──────── Text excerpt ────────

St. Christopher House, 1912-2012: a century of social services in Toronto

Increase in membership and expansion

"The early 1920s were difficult years for our neighbours, many of them recently come to Canada and struggling to get a footing. Wages were low. It was well nigh impossible to accumulate savings to cover the cost of illness in a family. Unemployment struck hard at those without trade. There was no co-ordinated Department of Public Welfare. No unemployment Insurance, no Old Age Security or assistance, no Family Allowance...", Barbara Finlayson, a staff member in the 1920s.

To the people of the neighbourhood, St. Christopher House was a place to go to forget their problems. There were programs and special activities for every member of the family. One member of the Mothers Club had four daughters, one son, one daughter-in-law, two sons-in-law and ten grandchildren enrolled in various clubs! By 1920, there were 871 families and over 1500 individual program participants at St. Christopher House - in the 17 weekly clubs, 11 classes, 7 Sunday Services and the 2 clinics. Another 352 members attended the summer camp on Lake Scugog that year. Twenty-five nationalities were represented in the membership, over 40% of which were of British origin. To accommodate this increase in activity, James S. Woods purchased two semi-detached houses on either side of the House, which were then converted into club rooms, meeting spaces and an enlarged library. New staff bedrooms and sitting rooms were also added.

Building the gym

When Sir James Woods' son was killed in the First World War, he added a gym to the House as a memorial. The gym, however, would occupy valuable playground space, so a request was made to the City for permission to close the back lane. When City officials replied that this could not be done without the consent of the owners on both sides of the lanes, Woods promptly bought the other house, obtained permission to close the lanes for playground space, and then resold the house! The gym was constructed, and its roof provided additional playground space for small children.

Children's Public Library

In 1921, following an invitation by the Public Library, St. Christopher House opened a Children's Library branch at 67 Wales Ave. Public library staff helped design the new space, trained St. Chris' staff to help run it, and a librarian three times a week. Following this precedent, similar branches of the Children's Library were developed in other Toronto settlement houses. Children came in after school to read, look at picture books, or to listen to stories around the fireplace. Monthly circulation increased from 500 books in 1921 to 4500 in the mid-1930s. The branch would remain open until 1959.

──────── Data excerpts ────────

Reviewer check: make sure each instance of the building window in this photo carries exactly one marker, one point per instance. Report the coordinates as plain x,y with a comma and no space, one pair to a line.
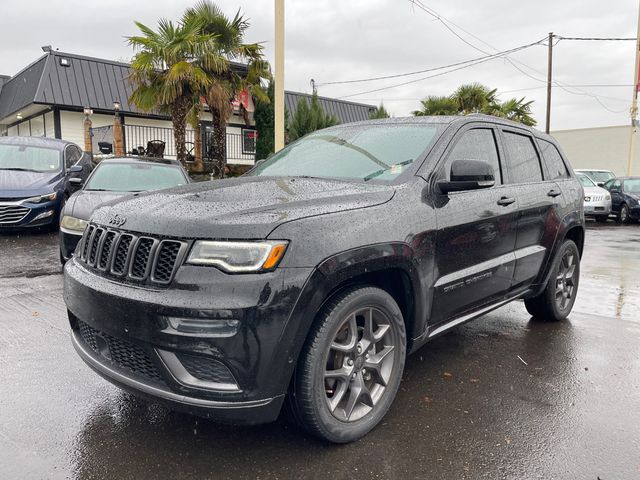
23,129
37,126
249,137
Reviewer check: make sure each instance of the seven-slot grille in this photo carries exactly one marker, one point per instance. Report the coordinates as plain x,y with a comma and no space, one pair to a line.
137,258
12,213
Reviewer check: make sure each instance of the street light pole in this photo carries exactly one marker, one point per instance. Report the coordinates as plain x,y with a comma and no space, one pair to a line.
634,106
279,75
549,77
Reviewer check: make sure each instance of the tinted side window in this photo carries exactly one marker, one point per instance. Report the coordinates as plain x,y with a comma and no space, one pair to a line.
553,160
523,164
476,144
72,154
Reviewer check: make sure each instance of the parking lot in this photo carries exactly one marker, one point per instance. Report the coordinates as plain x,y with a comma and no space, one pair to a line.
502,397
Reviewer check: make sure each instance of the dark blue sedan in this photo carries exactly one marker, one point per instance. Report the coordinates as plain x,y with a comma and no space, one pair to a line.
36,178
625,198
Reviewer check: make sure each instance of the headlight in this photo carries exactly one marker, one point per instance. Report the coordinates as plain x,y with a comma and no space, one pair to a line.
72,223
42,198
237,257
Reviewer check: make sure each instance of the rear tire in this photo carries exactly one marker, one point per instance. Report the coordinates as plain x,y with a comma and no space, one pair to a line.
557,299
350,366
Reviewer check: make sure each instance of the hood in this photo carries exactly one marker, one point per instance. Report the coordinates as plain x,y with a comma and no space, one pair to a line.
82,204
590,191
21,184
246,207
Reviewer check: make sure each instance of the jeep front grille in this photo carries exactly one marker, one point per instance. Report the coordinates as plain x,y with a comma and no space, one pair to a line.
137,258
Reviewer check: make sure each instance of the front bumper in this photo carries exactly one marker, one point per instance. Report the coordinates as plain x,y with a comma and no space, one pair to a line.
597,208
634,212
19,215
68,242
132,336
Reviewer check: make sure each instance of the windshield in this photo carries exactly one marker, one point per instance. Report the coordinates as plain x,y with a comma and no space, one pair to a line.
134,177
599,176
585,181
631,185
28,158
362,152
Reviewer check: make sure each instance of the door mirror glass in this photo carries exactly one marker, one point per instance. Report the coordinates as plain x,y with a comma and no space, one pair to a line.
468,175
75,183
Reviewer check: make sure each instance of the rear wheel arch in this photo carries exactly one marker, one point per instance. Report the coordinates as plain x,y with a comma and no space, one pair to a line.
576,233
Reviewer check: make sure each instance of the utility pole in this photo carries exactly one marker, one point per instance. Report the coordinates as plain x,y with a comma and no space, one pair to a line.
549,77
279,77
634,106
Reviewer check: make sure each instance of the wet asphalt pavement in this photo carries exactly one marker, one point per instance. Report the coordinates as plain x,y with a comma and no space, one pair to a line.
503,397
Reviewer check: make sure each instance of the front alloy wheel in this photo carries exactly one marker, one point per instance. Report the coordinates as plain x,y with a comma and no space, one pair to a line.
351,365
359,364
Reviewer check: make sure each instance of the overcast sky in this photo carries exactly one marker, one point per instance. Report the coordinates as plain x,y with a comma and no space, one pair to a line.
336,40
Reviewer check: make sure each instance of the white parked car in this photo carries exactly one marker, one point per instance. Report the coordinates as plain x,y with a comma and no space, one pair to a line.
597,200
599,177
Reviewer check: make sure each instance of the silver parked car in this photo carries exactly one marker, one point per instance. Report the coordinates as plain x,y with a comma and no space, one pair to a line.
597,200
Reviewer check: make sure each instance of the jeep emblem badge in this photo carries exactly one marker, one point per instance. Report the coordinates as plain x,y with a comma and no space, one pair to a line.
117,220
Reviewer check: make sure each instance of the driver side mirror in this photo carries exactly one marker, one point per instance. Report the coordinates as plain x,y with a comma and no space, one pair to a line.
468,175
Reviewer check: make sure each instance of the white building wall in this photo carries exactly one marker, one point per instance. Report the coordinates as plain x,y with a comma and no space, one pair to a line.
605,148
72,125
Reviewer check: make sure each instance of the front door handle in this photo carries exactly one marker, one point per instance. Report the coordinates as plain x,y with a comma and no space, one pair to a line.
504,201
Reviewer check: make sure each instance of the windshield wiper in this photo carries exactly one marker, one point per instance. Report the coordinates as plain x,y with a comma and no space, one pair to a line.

────────

Complete the following =
1. Quote the St. Christopher House history from "Increase in membership" to "in the 1920s.".
2. According to the St. Christopher House history, where was the summer camp that 352 members attended?
3. List every public welfare provision that, according to the St. Christopher House history, did not exist in the early 1920s.

Solved tasks =
1.
Increase in membership and expansion

"The early 1920s were difficult years for our neighbours, many of them recently come to Canada and struggling to get a footing. Wages were low. It was well nigh impossible to accumulate savings to cover the cost of illness in a family. Unemployment struck hard at those without trade. There was no co-ordinated Department of Public Welfare. No unemployment Insurance, no Old Age Security or assistance, no Family Allowance...", Barbara Finlayson, a staff member in the 1920s.

2. The summer camp was on Lake Scugog.

3.
- A co-ordinated Department of Public Welfare
- Unemployment Insurance
- Old Age Security or assistance
- Family Allowance